■ Challenge: Rewrite the part of the listing below that opens with the line containing "Target = white wall" and closes at the end of the listing, replacing "pixel coordinates" with "image coordinates" and leaving everything else unchanged.

■ Extracted entries:
★ ★ ★ ★ ★
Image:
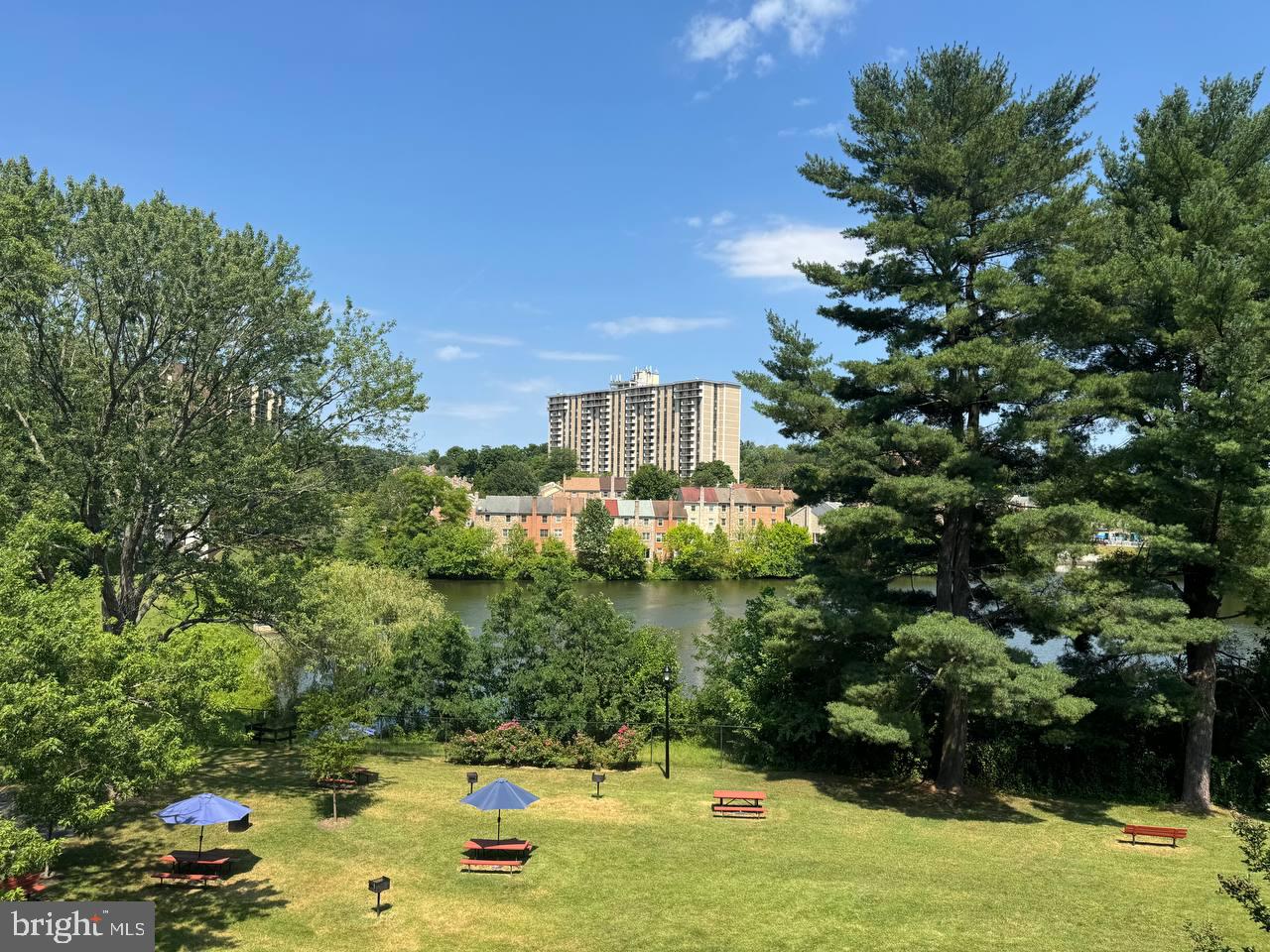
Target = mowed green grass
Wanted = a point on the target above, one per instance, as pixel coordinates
(837, 865)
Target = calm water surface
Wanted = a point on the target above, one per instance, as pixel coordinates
(671, 604)
(683, 607)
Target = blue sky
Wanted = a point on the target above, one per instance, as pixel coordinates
(543, 194)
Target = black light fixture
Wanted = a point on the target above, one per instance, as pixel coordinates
(667, 679)
(379, 888)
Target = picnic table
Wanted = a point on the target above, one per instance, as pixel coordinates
(190, 866)
(740, 802)
(495, 855)
(498, 846)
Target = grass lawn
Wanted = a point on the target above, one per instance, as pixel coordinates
(835, 866)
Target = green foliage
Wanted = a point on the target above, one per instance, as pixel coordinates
(434, 670)
(590, 536)
(1255, 844)
(559, 465)
(518, 746)
(652, 483)
(625, 555)
(770, 465)
(347, 620)
(1161, 304)
(563, 656)
(22, 851)
(90, 716)
(952, 656)
(189, 454)
(695, 555)
(511, 477)
(966, 186)
(715, 472)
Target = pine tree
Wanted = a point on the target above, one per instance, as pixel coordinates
(590, 538)
(1164, 306)
(966, 185)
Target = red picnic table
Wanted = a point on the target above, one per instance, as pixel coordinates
(739, 802)
(194, 867)
(495, 855)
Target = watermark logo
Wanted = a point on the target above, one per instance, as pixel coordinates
(102, 927)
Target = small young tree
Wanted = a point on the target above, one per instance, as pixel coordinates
(715, 472)
(590, 538)
(561, 463)
(625, 557)
(652, 483)
(331, 747)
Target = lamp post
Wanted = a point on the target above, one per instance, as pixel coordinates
(666, 683)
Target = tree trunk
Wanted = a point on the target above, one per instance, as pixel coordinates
(956, 725)
(1202, 673)
(1203, 601)
(952, 567)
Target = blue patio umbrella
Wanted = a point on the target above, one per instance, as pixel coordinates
(500, 794)
(202, 810)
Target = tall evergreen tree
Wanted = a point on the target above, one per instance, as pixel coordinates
(590, 538)
(966, 185)
(1165, 306)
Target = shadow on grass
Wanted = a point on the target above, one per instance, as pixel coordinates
(186, 916)
(919, 800)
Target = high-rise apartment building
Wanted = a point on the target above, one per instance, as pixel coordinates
(642, 420)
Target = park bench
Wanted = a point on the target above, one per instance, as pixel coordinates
(1171, 833)
(467, 865)
(264, 734)
(739, 802)
(197, 879)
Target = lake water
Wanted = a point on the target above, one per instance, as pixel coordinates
(683, 607)
(671, 604)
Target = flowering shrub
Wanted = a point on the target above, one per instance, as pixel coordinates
(625, 747)
(516, 746)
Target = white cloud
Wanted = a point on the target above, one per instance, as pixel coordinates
(472, 412)
(534, 385)
(771, 253)
(486, 339)
(829, 128)
(710, 37)
(579, 356)
(803, 23)
(452, 352)
(656, 325)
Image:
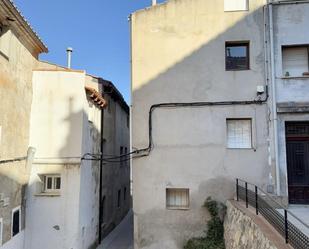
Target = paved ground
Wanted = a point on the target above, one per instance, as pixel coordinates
(121, 237)
(301, 212)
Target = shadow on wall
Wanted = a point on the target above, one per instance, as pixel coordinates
(176, 160)
(200, 76)
(75, 212)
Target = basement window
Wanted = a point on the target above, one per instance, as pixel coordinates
(177, 198)
(236, 5)
(237, 56)
(124, 193)
(295, 61)
(16, 221)
(1, 231)
(239, 133)
(52, 183)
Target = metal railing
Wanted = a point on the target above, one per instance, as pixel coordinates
(278, 216)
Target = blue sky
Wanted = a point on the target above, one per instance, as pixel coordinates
(98, 31)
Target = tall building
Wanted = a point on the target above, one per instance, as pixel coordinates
(200, 112)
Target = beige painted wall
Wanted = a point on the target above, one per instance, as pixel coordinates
(178, 55)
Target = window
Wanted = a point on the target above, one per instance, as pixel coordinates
(295, 61)
(239, 133)
(1, 231)
(119, 196)
(236, 5)
(91, 112)
(16, 221)
(52, 183)
(109, 107)
(103, 209)
(177, 198)
(122, 158)
(236, 56)
(124, 193)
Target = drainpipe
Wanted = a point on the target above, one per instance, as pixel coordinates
(101, 174)
(69, 52)
(274, 97)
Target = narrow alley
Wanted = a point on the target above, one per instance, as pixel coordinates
(121, 237)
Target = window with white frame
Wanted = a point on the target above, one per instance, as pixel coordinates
(239, 133)
(1, 231)
(236, 5)
(177, 198)
(16, 221)
(91, 111)
(295, 61)
(52, 183)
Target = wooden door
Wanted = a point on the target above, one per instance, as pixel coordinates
(297, 147)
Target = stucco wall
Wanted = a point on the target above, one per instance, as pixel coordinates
(16, 94)
(116, 176)
(290, 28)
(62, 134)
(178, 55)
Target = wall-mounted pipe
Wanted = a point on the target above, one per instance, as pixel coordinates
(274, 98)
(69, 54)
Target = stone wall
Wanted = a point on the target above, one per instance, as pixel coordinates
(243, 229)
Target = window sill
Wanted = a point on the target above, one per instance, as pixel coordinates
(236, 70)
(178, 208)
(52, 194)
(294, 77)
(241, 148)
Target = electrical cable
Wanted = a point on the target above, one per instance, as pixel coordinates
(148, 149)
(17, 159)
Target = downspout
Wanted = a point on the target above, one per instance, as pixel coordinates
(274, 97)
(131, 107)
(101, 174)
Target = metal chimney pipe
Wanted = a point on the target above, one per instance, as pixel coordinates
(69, 52)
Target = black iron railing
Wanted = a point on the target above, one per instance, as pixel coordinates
(285, 222)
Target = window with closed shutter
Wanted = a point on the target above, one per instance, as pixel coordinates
(239, 133)
(177, 198)
(1, 231)
(295, 61)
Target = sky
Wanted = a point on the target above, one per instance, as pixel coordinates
(97, 30)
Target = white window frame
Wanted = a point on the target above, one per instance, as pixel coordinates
(228, 145)
(1, 231)
(53, 189)
(12, 223)
(178, 207)
(232, 5)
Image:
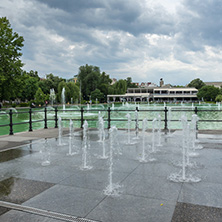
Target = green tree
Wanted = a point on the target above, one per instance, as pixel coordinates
(120, 87)
(196, 83)
(73, 92)
(97, 94)
(40, 97)
(130, 84)
(29, 86)
(218, 98)
(10, 64)
(60, 87)
(88, 78)
(208, 93)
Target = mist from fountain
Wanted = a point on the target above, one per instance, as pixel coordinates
(71, 135)
(63, 99)
(45, 152)
(154, 122)
(85, 148)
(182, 176)
(159, 130)
(52, 96)
(112, 189)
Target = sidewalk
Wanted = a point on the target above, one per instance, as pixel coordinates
(62, 191)
(18, 139)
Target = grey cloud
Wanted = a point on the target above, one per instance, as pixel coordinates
(201, 23)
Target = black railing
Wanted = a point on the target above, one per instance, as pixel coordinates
(109, 120)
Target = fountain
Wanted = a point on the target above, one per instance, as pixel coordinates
(169, 120)
(102, 137)
(112, 189)
(153, 135)
(159, 130)
(145, 157)
(194, 133)
(137, 124)
(63, 99)
(128, 128)
(71, 133)
(85, 148)
(182, 176)
(52, 96)
(46, 153)
(60, 126)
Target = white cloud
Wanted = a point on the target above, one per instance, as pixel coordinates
(146, 39)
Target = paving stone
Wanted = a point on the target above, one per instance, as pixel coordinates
(185, 212)
(17, 190)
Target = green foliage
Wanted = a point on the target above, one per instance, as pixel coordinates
(208, 93)
(10, 64)
(218, 98)
(130, 84)
(97, 94)
(196, 83)
(29, 85)
(51, 82)
(40, 97)
(120, 87)
(71, 91)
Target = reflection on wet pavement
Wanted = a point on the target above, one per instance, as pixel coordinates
(17, 190)
(13, 154)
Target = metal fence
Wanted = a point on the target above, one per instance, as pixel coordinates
(109, 120)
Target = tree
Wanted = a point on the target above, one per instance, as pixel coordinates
(73, 91)
(29, 86)
(208, 93)
(88, 78)
(130, 84)
(218, 98)
(10, 64)
(120, 87)
(40, 97)
(196, 83)
(97, 94)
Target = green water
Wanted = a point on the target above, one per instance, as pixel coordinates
(118, 114)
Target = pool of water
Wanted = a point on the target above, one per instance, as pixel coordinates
(118, 116)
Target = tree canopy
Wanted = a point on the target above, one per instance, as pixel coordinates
(10, 64)
(208, 93)
(196, 83)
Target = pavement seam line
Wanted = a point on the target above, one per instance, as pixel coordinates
(45, 213)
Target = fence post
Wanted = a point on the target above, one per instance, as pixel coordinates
(195, 111)
(30, 120)
(136, 121)
(45, 118)
(165, 119)
(109, 119)
(56, 117)
(82, 120)
(10, 123)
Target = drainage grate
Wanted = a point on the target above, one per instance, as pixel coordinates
(45, 213)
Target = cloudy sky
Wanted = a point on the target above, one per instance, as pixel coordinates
(177, 40)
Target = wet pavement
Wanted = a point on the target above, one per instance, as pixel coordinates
(62, 191)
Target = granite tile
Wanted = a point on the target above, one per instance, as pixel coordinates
(93, 179)
(185, 212)
(19, 216)
(206, 194)
(151, 186)
(18, 190)
(68, 200)
(3, 210)
(132, 208)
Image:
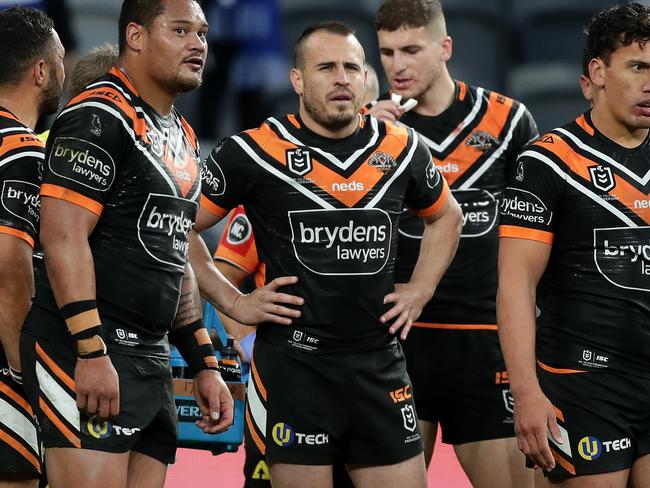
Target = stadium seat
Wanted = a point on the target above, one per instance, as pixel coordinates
(479, 32)
(550, 91)
(552, 30)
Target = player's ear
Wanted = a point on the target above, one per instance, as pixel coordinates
(447, 45)
(134, 36)
(296, 80)
(39, 72)
(597, 70)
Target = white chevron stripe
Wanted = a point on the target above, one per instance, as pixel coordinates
(18, 423)
(258, 411)
(497, 153)
(63, 403)
(578, 186)
(309, 194)
(330, 157)
(642, 180)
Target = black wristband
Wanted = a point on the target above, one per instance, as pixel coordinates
(194, 344)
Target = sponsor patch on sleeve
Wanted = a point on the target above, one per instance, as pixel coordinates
(525, 208)
(21, 202)
(83, 162)
(212, 178)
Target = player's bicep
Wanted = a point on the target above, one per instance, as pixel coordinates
(63, 221)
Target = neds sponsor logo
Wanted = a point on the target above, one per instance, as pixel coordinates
(212, 177)
(165, 222)
(83, 162)
(341, 242)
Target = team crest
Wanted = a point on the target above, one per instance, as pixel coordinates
(520, 171)
(481, 140)
(602, 177)
(432, 176)
(299, 161)
(240, 230)
(96, 126)
(384, 162)
(408, 414)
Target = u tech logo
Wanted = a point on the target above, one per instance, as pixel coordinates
(591, 448)
(285, 435)
(99, 430)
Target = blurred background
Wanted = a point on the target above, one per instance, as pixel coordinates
(527, 49)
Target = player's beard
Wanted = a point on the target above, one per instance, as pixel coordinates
(332, 121)
(51, 95)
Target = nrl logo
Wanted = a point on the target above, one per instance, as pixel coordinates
(384, 162)
(602, 177)
(481, 140)
(408, 415)
(298, 161)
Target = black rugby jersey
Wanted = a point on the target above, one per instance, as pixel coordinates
(21, 160)
(590, 198)
(473, 142)
(111, 153)
(326, 210)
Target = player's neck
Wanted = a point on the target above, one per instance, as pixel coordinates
(157, 97)
(317, 128)
(22, 104)
(438, 97)
(605, 121)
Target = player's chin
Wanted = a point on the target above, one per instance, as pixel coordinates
(188, 82)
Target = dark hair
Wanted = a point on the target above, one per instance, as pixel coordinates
(93, 65)
(332, 27)
(613, 28)
(26, 35)
(141, 12)
(395, 14)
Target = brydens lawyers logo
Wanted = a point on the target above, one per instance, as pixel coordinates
(602, 177)
(298, 161)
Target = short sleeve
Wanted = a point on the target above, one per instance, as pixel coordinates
(529, 204)
(84, 150)
(20, 164)
(427, 190)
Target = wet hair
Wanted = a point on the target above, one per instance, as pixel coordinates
(141, 12)
(93, 65)
(397, 14)
(337, 28)
(26, 35)
(613, 28)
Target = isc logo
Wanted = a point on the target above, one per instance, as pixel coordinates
(401, 394)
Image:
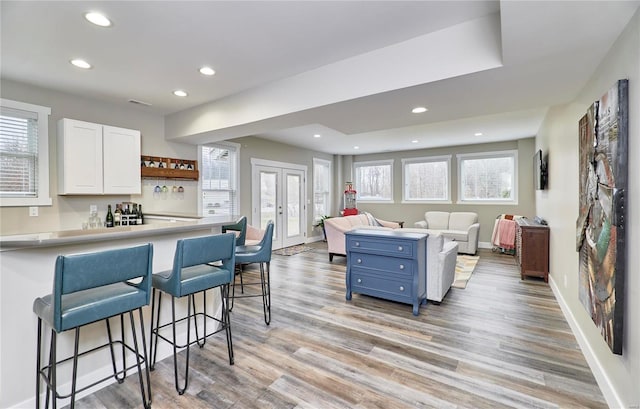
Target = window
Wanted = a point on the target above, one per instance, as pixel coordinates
(374, 181)
(426, 179)
(24, 154)
(321, 189)
(219, 179)
(488, 177)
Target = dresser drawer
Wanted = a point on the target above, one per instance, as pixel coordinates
(395, 248)
(389, 266)
(397, 290)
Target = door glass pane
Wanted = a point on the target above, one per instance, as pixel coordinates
(293, 205)
(267, 198)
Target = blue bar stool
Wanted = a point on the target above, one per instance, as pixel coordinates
(240, 226)
(260, 253)
(88, 288)
(190, 275)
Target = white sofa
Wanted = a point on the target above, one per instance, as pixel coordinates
(336, 227)
(441, 264)
(462, 227)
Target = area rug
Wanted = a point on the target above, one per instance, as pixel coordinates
(464, 269)
(290, 251)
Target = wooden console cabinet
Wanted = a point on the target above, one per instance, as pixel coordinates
(387, 264)
(532, 249)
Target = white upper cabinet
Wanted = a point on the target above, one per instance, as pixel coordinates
(97, 159)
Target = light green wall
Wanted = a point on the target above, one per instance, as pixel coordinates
(410, 213)
(68, 212)
(618, 376)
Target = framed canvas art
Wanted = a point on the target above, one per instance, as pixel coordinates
(603, 133)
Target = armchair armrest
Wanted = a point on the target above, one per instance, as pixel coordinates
(422, 224)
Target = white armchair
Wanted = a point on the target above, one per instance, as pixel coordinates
(441, 264)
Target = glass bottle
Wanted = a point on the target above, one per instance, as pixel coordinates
(109, 222)
(117, 215)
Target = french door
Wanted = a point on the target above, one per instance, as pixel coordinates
(278, 194)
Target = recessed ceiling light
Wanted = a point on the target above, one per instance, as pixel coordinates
(98, 19)
(80, 63)
(207, 71)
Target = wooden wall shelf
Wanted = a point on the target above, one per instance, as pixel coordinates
(154, 167)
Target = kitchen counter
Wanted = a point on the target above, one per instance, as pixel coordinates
(27, 265)
(161, 224)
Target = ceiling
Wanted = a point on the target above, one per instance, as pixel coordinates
(350, 71)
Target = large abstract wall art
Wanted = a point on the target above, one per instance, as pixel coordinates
(600, 237)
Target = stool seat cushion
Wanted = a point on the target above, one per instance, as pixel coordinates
(94, 304)
(193, 279)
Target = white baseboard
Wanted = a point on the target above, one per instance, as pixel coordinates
(604, 382)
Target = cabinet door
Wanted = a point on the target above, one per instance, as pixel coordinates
(121, 160)
(79, 157)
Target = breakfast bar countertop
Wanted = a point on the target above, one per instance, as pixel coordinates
(64, 237)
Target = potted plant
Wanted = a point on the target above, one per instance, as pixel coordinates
(320, 223)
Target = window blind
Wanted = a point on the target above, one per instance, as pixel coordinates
(18, 153)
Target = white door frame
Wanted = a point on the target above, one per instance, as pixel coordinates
(256, 164)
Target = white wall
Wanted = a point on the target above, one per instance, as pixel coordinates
(618, 376)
★ ★ ★ ★ ★
■ Problem solution:
Target = white wall
Wanted = a point on the target above, one per instance, as image coordinates
(618, 376)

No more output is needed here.